Stated task: Rewrite the records below, swapping every "handbag strap" for "purse strap" and leaving everything else unchanged.

Data supplied:
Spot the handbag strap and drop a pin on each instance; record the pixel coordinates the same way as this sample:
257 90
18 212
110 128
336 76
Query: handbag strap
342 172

Response:
Spot the purse strap and drop a pin on each instance; record the pixel coordinates the same way as this sample:
257 90
18 212
110 128
336 76
Query: purse strap
342 172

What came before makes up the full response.